(STATED GOAL 1) In the account of the board meeting below, rewrite the paragraph beginning "The board deliberated, in a huddle" as a short bulleted list that keeps its main facts.

(PAGE TEXT)
──────────

The meeting started well enough. Approximately two hundred church members were present, including fifty teens from the youth group. The pastor and individual church members spoke, describing all of the things that the church had done in response to Mr. Smith’s complaint. I spoke and described the legal framework. But the real highlight of the meeting was provided by the teenagers. Several of them gave profoundly moving accounts of how their lives had been changed by the Trinity youth ministry. One young woman described her previous life in witchcraft, others described lives full of alcohol, violence, and hopelessness. One teenager brought down the house when he stood up, surveyed the court-like surroundings of the meeting room, and declared, "I always knew I’d end up in court; I just thought it’d be as a criminal." I concluded Trinity’s case by asking the board not to impose an illegal "cone of silence" on a congregation that was doing so much good. It was a powerful presentation.
The Smiths spoke next. They distorted the facts, took statements out of context, and spoke with much anger and passion. They attacked me, the pastor, the youth pastor, and even my father. It was terrible to endure, and it became even more uncomfortable when I noticed that several members of the board were nodding throughout Mr. Smith’s speech, often glaring at the pastor and at me.
When Mr. Smith finished, I rose to rebut his statements but was cut short. "It’s late," said the chairman, "and before the meeting, I promised Ms. Smith that this wouldn’t take long." He smiled at her. It was then that I knew we were doomed.
The board deliberated, in a huddle, for no longer than four minutes. The verdict was delivered: Trinity was ordered to adjust its use of the Spirit Life Center so that "no sound whatsoever" could escape its walls. To enforce the board’s order, the county building inspector was told to monitor Trinity’s use of the building. If the board’s orders were violated, he was to padlock its doors shut. If Trinity wanted to continue to use the Spirit Life Center, the board explained, it would have to be completely soundproofed.
We were stunned. The order was so draconian, it was impossible to comply. Even if the teens sang without the accompaniment of instruments, the sound of their singing would drift out the buildings’ windows or through a door as it swung open and shut. The bouncing of a basketball caused faint noise outside the center. Under the literal terms of the board’s order, any sound that escaped the building was illegal, even if that noise did not reach neighboring properties. The implication was clear: the Spirit Life Center, a $300,000 building and the cornerstone of Trinity’s youth outreach efforts, had to be shut down.
I cannot recall a more humiliating, devastating moment in my career. I had let the pastor down. I had let the church down. Most importantly, I had let the teens down—the very ones who had given me more hope and spiritual inspiration than they would ever know.
The days and weeks that followed were even worse. With inadequate seating and facilities, attendance at youth worship plummeted and the teens were demoralized. Many parents in the community refused to allow their children to attend Trinity, convinced that the church had to be doing something wrong for the board to react so strongly. I felt so much shame that I could hardly even look at the pastor or any of the other congregants.

──────────

(EXERCISE INPUT)
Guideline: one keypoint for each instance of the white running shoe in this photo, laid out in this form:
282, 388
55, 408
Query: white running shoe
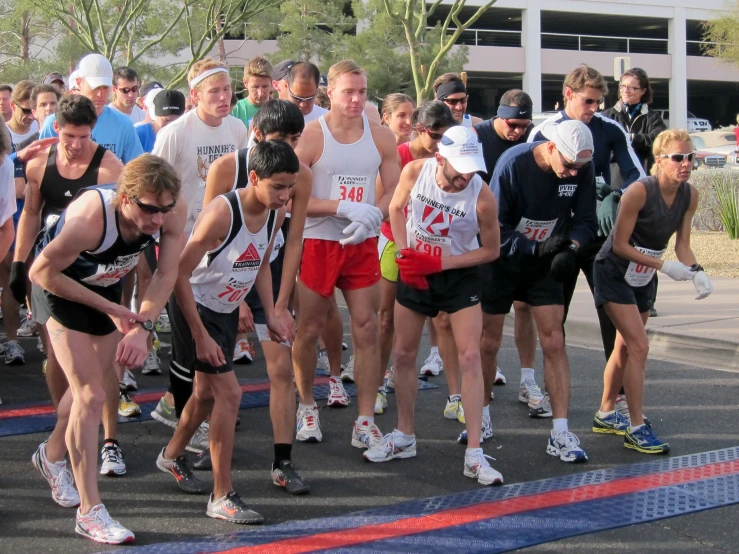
308, 425
392, 445
433, 364
337, 396
347, 375
477, 467
60, 479
366, 436
100, 527
151, 365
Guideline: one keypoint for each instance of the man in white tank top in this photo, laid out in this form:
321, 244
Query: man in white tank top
346, 152
438, 254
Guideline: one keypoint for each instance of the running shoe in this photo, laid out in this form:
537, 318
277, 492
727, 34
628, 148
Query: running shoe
180, 469
348, 374
286, 475
381, 402
14, 354
337, 397
113, 463
129, 381
164, 413
243, 352
308, 425
232, 509
529, 392
200, 439
126, 406
612, 423
100, 527
60, 479
566, 446
541, 409
476, 466
393, 445
433, 364
366, 436
151, 365
645, 441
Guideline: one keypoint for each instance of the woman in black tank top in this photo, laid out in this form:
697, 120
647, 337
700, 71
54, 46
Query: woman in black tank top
650, 212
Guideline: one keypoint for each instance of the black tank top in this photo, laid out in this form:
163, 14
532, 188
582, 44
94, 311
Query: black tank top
58, 192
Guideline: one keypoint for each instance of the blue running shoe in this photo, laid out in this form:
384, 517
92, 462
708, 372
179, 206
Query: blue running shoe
644, 440
567, 447
613, 423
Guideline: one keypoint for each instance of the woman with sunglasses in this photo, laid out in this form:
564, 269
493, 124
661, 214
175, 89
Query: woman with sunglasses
429, 121
652, 210
85, 254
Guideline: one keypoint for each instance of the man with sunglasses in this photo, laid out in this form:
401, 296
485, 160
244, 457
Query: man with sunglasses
538, 187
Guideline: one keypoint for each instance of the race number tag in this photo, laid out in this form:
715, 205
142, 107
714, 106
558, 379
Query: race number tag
349, 187
421, 241
110, 274
638, 275
536, 230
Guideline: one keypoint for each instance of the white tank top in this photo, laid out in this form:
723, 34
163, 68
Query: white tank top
343, 172
225, 275
442, 223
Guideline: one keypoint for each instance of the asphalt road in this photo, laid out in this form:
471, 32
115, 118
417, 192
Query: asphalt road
693, 408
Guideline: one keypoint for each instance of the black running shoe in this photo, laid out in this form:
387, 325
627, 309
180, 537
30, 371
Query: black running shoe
182, 472
286, 475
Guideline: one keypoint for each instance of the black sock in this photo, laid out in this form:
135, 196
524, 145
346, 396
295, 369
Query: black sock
282, 452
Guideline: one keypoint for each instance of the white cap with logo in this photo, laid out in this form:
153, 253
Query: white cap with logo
570, 137
462, 147
96, 70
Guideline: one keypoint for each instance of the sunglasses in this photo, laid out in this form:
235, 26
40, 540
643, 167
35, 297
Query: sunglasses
455, 101
127, 90
678, 158
153, 210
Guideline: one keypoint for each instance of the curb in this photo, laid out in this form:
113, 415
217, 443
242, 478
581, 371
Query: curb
672, 347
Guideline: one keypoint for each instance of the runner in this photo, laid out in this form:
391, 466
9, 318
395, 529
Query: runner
258, 84
438, 251
650, 212
222, 261
345, 151
84, 255
430, 122
538, 186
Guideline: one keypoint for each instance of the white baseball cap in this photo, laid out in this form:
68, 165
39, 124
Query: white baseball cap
96, 70
462, 147
570, 137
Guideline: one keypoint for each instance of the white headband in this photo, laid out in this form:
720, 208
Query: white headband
197, 80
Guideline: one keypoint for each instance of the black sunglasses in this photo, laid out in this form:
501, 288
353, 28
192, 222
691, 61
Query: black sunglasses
153, 210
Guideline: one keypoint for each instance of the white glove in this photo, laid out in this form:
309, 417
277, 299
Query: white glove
371, 216
358, 233
677, 271
702, 285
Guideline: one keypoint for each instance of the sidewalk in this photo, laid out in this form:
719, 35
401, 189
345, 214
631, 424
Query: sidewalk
703, 333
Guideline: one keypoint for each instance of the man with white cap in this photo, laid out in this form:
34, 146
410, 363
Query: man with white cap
438, 258
538, 186
113, 129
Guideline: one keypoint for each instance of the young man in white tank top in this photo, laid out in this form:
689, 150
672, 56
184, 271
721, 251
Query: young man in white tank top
345, 151
438, 254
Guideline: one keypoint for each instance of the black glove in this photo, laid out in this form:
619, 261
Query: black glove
564, 265
17, 284
549, 247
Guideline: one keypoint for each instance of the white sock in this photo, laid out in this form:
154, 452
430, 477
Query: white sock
559, 425
527, 373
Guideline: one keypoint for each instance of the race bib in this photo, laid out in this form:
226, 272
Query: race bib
421, 241
536, 230
110, 274
350, 187
638, 275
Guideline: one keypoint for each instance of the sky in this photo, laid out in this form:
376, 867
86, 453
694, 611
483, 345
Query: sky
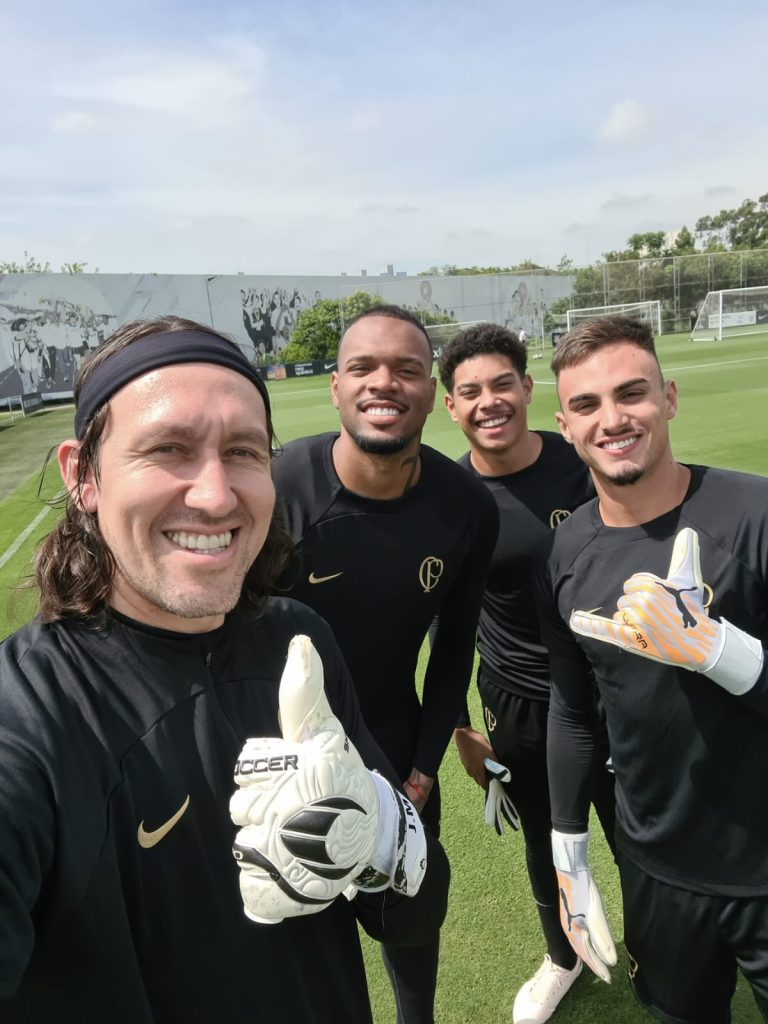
327, 136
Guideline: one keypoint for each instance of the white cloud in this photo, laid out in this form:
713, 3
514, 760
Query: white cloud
167, 83
74, 122
628, 120
617, 202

──────────

(STATED GOAL 2) Return each line of the rows above that contains the string "road". Case counts.

(COMPLETE RESPONSE 1)
- The board huddled for no more than four minutes before reaching its verdict.
- Trinity was ordered to adjust its use of the Spirit Life Center so that "no sound whatsoever" could escape its walls.
- The county building inspector was told to monitor Trinity's use of the building and to padlock its doors if the orders were violated.
- To keep using the Spirit Life Center, Trinity would have to soundproof it completely.

(COMPLETE RESPONSE 2)
Guideline: one keypoint for each instance of the asphalt road in this photo, laid out in this form:
Query: asphalt road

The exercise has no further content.